Woman: Always wanting men to buy them toasters -- or steal them!
Woman: Always wanting men to buy them toasters — or steal them!

Sometimes posts by Men’s Rights Activists seem like transmissions from some alternate universe, a Bizarro world that bears a superficial resemblance to our own but where everything is backwards and upside down.

Take a recent post on A Voice for Men by FeMRA Diana Davison with the seemingly innocuous title “Women don’t own sex.” Ostensibly a response to a piece about rape in the Irish Times, the piece contains a series of bizarre assertions about relations between men and women that Davison apparently thinks she can use as proof that, despite all evidence to the contrary, it’s really women, not men, who run the world. And that men only commit crimes in order to make women happy.

Let’s go through her, um, argument:

Though men appear to rule the world, that is because women treat them like gophers: Go get me stuff.

Really? Perhaps on Real Housewives, but I’m pretty sure most women in the world don’t actually live like the Real Housewives do. Nor do they particularly want to.

A man’s worth in our world is not assessed on how much wealth he possesses, it is based on the level of happiness of his woman.

Really? Here’s Forbes’ list of the 71 most powerful people in the world — most of them, of course, men. You will notice that “the level of happiness of his woman” is not one of the criteria used to determine who gets on the list or not. Barack Obama is the top name on the list; his “woman” outearned him for years until his books took off. The Pope is #5. He doesn’t have a woman, at least as far as I know. Going down the list you will see powerful man after powerful man, none of whom are judged at all by how much stuff they buy their “women.”

But no: in MRA-world men are helpless creatures who exist only to give stuff to women– and who are sometimes even forced into a life of crime to fulfill the feminine need for more and more stuff!

━━━━━━

GIVEN TASK ::
Reproduce the piece on Men's Rights Activists word for word, from "Let’s go through" down to "of his woman.".

DATA PROVIDED ::
━━━━━━

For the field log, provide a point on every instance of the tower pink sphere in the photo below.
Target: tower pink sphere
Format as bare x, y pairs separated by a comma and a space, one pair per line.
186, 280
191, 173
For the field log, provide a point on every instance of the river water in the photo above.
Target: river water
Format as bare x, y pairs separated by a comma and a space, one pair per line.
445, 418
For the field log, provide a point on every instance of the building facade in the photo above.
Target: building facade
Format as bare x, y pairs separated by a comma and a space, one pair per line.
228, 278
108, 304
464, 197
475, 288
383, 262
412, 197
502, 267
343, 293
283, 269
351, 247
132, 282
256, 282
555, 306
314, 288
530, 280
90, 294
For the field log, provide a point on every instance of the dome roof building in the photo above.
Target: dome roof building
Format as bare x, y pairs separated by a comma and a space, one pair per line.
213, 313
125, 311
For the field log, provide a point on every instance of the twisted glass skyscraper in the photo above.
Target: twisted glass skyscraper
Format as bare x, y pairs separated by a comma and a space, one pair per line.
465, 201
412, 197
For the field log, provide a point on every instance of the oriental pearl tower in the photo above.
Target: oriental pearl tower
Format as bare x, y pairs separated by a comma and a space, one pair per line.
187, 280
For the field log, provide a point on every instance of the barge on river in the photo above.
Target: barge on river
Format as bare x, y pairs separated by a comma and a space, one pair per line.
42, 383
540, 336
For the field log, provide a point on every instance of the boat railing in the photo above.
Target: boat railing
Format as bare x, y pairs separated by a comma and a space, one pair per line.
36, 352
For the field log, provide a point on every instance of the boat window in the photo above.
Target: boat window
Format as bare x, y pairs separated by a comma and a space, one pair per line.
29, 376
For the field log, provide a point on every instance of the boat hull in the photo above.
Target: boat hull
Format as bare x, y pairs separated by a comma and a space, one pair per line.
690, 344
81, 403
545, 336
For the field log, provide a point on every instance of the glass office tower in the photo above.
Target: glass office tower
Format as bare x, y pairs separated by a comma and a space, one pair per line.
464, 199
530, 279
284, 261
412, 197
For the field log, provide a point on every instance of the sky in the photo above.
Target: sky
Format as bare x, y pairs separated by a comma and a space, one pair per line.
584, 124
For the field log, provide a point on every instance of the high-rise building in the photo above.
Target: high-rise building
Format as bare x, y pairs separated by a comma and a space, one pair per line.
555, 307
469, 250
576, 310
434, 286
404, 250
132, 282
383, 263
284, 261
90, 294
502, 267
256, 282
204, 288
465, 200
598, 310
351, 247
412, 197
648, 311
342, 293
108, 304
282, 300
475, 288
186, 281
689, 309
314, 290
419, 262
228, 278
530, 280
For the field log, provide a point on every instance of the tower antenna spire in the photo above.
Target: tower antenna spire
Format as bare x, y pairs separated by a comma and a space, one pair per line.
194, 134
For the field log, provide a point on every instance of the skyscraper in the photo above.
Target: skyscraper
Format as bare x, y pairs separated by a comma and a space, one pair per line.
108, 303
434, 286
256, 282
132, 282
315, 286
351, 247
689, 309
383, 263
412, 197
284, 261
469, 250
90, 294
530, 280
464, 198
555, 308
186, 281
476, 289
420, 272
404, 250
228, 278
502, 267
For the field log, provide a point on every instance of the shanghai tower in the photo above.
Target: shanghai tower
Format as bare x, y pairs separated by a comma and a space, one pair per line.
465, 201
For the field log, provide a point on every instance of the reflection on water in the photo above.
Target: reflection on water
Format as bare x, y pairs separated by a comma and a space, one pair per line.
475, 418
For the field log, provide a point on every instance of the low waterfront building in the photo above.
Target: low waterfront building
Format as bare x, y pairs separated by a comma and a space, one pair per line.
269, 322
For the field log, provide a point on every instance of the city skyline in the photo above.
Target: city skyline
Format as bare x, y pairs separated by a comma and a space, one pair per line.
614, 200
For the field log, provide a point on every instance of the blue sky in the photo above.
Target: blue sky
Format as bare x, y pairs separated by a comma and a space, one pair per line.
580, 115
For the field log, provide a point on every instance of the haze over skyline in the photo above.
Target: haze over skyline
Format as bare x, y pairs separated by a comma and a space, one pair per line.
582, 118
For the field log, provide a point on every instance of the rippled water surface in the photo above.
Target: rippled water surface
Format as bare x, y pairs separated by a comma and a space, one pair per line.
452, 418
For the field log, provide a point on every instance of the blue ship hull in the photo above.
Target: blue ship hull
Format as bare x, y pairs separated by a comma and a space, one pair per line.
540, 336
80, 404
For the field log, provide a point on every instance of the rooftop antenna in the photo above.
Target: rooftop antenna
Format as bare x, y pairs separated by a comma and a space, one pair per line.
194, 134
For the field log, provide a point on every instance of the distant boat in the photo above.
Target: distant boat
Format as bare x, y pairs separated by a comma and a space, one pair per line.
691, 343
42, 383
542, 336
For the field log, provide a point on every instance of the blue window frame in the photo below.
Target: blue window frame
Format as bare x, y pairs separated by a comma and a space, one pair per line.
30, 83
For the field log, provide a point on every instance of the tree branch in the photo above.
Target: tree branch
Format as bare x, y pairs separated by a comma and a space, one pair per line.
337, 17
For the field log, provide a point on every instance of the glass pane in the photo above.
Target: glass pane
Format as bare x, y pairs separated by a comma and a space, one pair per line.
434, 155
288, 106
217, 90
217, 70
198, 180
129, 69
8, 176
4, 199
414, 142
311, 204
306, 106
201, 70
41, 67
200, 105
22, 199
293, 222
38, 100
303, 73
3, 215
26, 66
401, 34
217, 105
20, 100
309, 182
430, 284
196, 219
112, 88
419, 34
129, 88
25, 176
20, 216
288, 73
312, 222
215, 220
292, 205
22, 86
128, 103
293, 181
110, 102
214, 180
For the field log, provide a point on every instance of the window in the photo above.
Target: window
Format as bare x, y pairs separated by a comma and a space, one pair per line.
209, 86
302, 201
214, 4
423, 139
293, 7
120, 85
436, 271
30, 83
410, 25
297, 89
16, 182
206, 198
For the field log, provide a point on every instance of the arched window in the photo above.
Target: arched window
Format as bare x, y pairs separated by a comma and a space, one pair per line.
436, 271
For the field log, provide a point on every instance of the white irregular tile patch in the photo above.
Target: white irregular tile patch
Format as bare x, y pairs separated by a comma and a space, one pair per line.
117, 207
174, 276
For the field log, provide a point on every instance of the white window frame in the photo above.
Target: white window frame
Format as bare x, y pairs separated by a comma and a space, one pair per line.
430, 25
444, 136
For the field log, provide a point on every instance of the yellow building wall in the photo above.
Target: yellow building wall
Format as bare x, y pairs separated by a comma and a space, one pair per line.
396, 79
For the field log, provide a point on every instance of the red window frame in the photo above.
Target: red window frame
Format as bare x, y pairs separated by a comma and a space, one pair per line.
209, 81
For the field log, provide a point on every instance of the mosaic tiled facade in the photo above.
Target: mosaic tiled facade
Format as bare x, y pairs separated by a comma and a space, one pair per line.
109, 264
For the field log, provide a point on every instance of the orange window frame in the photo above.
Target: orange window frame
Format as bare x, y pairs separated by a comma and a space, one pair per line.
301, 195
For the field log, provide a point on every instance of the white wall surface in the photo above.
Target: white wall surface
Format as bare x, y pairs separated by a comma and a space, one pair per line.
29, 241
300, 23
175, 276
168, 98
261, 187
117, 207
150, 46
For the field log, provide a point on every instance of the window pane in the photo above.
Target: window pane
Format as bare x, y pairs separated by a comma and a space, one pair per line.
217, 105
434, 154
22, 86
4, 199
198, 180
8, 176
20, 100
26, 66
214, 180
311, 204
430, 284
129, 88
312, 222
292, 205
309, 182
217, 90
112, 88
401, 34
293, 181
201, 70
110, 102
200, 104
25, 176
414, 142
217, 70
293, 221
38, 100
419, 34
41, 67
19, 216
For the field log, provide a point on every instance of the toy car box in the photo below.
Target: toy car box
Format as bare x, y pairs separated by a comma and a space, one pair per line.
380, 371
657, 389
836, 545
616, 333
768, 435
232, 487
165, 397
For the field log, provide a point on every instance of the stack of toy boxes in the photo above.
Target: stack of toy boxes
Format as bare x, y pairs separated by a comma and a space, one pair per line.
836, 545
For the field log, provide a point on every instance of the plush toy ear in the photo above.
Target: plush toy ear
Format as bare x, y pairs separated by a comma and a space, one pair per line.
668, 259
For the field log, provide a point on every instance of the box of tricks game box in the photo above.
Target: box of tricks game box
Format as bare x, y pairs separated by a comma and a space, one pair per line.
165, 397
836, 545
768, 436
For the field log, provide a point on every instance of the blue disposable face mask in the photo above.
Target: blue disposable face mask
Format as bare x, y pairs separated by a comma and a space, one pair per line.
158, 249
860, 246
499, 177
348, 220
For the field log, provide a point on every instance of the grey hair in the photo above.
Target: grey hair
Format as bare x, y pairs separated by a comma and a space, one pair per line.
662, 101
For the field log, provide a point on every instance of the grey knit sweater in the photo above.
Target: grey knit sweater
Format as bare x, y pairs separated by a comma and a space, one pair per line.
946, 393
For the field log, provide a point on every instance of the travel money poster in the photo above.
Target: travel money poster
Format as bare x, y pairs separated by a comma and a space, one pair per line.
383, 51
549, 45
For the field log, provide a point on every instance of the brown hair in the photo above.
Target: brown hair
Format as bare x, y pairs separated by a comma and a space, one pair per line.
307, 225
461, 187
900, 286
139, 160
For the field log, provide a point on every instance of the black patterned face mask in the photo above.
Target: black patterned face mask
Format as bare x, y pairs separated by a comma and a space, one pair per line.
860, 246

━━━━━━

OUTPUT OF THE TASK ::
Let’s go through her, um, argument:

Though men appear to rule the world, that is because women treat them like gophers: Go get me stuff.

Really? Perhaps on Real Housewives, but I’m pretty sure most women in the world don’t actually live like the Real Housewives do. Nor do they particularly want to.

A man’s worth in our world is not assessed on how much wealth he possesses, it is based on the level of happiness of his woman.